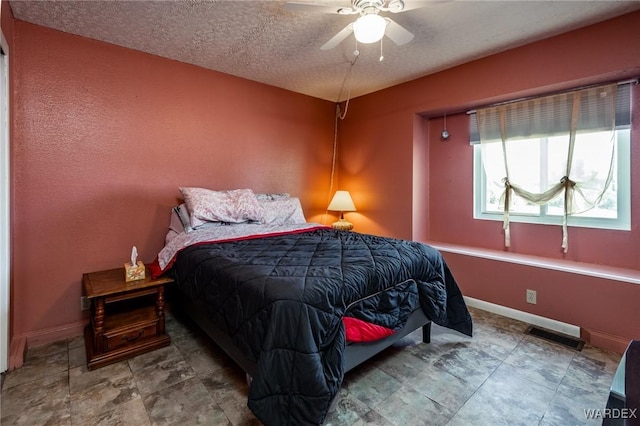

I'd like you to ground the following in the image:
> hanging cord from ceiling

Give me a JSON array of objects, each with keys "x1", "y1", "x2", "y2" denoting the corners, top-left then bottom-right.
[
  {"x1": 322, "y1": 51, "x2": 360, "y2": 225},
  {"x1": 336, "y1": 48, "x2": 360, "y2": 120}
]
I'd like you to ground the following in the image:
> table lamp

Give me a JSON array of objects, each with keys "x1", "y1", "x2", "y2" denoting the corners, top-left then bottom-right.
[{"x1": 328, "y1": 190, "x2": 357, "y2": 230}]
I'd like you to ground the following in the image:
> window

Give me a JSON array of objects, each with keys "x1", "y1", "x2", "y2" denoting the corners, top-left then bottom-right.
[
  {"x1": 470, "y1": 82, "x2": 632, "y2": 251},
  {"x1": 474, "y1": 129, "x2": 630, "y2": 226}
]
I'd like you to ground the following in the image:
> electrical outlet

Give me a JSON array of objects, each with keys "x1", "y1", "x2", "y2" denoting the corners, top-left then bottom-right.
[
  {"x1": 80, "y1": 296, "x2": 90, "y2": 311},
  {"x1": 526, "y1": 289, "x2": 537, "y2": 304}
]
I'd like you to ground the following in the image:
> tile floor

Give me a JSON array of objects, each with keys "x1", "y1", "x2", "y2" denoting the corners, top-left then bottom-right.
[{"x1": 0, "y1": 307, "x2": 621, "y2": 425}]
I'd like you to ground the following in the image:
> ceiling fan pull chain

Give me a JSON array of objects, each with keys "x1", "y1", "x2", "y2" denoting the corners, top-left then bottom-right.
[{"x1": 379, "y1": 38, "x2": 384, "y2": 61}]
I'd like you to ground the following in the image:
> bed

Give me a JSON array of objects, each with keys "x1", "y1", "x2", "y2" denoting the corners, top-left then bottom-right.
[{"x1": 152, "y1": 188, "x2": 473, "y2": 425}]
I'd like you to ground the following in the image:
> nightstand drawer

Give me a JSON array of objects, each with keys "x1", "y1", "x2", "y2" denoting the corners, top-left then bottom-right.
[{"x1": 104, "y1": 321, "x2": 158, "y2": 351}]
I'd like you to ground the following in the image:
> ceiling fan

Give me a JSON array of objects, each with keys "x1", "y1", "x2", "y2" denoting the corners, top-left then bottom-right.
[{"x1": 285, "y1": 0, "x2": 433, "y2": 50}]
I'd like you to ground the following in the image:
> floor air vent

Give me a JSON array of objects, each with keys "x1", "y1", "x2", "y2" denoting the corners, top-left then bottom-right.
[{"x1": 525, "y1": 326, "x2": 585, "y2": 351}]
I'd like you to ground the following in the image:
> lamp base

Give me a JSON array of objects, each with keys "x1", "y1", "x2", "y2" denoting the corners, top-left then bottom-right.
[{"x1": 331, "y1": 219, "x2": 354, "y2": 231}]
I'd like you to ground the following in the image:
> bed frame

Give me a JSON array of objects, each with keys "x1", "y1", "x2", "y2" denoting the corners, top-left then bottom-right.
[{"x1": 174, "y1": 290, "x2": 432, "y2": 377}]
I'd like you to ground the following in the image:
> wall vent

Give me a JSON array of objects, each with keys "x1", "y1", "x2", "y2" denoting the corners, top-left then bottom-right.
[{"x1": 526, "y1": 326, "x2": 585, "y2": 351}]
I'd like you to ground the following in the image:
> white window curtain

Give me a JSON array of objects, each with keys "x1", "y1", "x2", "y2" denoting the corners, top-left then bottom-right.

◆ ◆ ◆ ◆ ◆ ◆ ◆

_WORK INSTRUCTION_
Print out the material word for word, omitting the pictures.

_WRITTEN ANSWER_
I'd like you to ground the following in the image:
> hanging cord from ceiling

Give me a JSON array of objects, each with keys "x1", "y1", "x2", "y2" denoting the corners, top-left then bottom-right.
[
  {"x1": 322, "y1": 51, "x2": 360, "y2": 225},
  {"x1": 336, "y1": 48, "x2": 360, "y2": 120}
]
I'd like you to ground the following in the image:
> table lamp

Give me a JSON array of objects, each with keys "x1", "y1", "x2", "y2" denoting the corners, top-left then bottom-right.
[{"x1": 328, "y1": 190, "x2": 357, "y2": 230}]
I'd like you to ground the following in the image:
> window

Give me a JSON array of objects, each with keys "x1", "y1", "x2", "y2" denoting the corners, top-left then bottom-right.
[
  {"x1": 470, "y1": 82, "x2": 632, "y2": 251},
  {"x1": 474, "y1": 129, "x2": 630, "y2": 226}
]
I'd like you to ground the following in the image:
> electrical outlet

Give me a JSON array of objects, each with keys "x1", "y1", "x2", "y2" denoting the corners, top-left then bottom-right.
[
  {"x1": 80, "y1": 296, "x2": 90, "y2": 311},
  {"x1": 526, "y1": 289, "x2": 537, "y2": 304}
]
I'd like you to ground the following in the image:
> tile floor

Give me a JSON array of objects, each with keys "x1", "y1", "x2", "y2" denoting the corners, top-left then bottom-right.
[{"x1": 0, "y1": 307, "x2": 621, "y2": 425}]
I'd like you to ground the following in the image:
> ceiling fan pull chain

Give me a JSON array of objects, each with keys "x1", "y1", "x2", "y2" denoting the corners, top-left then bottom-right.
[{"x1": 379, "y1": 38, "x2": 384, "y2": 61}]
I'd like you to ground the following in the image:
> bed

Give me a JSON array of objects, each with keys "x1", "y1", "x2", "y2" denoting the corners, top-left then bottom-right.
[{"x1": 152, "y1": 188, "x2": 473, "y2": 425}]
I'd like you to ground the following in the image:
> nightstand drawer

Give me a JSON array of objects, each with keys "x1", "y1", "x2", "y2" denoting the corners, top-left then bottom-right.
[{"x1": 104, "y1": 321, "x2": 158, "y2": 351}]
I'd like you to ground the following in the image:
> ceiling fan

Give me a JSON array of objects, each with keys "x1", "y1", "x2", "y2" denoting the corners, top-left then bottom-right.
[{"x1": 285, "y1": 0, "x2": 433, "y2": 50}]
I'd like you to ground the following in the image:
> floor air vent

Give me a JSON array of objects, each with keys "x1", "y1", "x2", "y2" denoting the corners, top-left then bottom-right.
[{"x1": 525, "y1": 326, "x2": 585, "y2": 351}]
I'd like you to ground the following in the image:
> lamp base

Give me a JSON array of objects, each with keys "x1", "y1", "x2", "y2" denoting the corners, top-left then bottom-right.
[{"x1": 331, "y1": 219, "x2": 354, "y2": 231}]
I'd like you to ground the following in the image:
> bed frame

Give me a JSON array of objects, each with keys "x1", "y1", "x2", "y2" denoting the corners, top-left then bottom-right.
[{"x1": 174, "y1": 290, "x2": 432, "y2": 377}]
I'd like you to ground the following in the image:
> wall vent

Give me a JSON array of objects, each with keys "x1", "y1", "x2", "y2" denoting the corners, top-left then bottom-right.
[{"x1": 526, "y1": 326, "x2": 585, "y2": 351}]
I'd like you to ground the following in the image:
> white window curtain

Give me a JSON array of objects, each with keys "x1", "y1", "x2", "y2" denoting the corners, top-left then bottom-right.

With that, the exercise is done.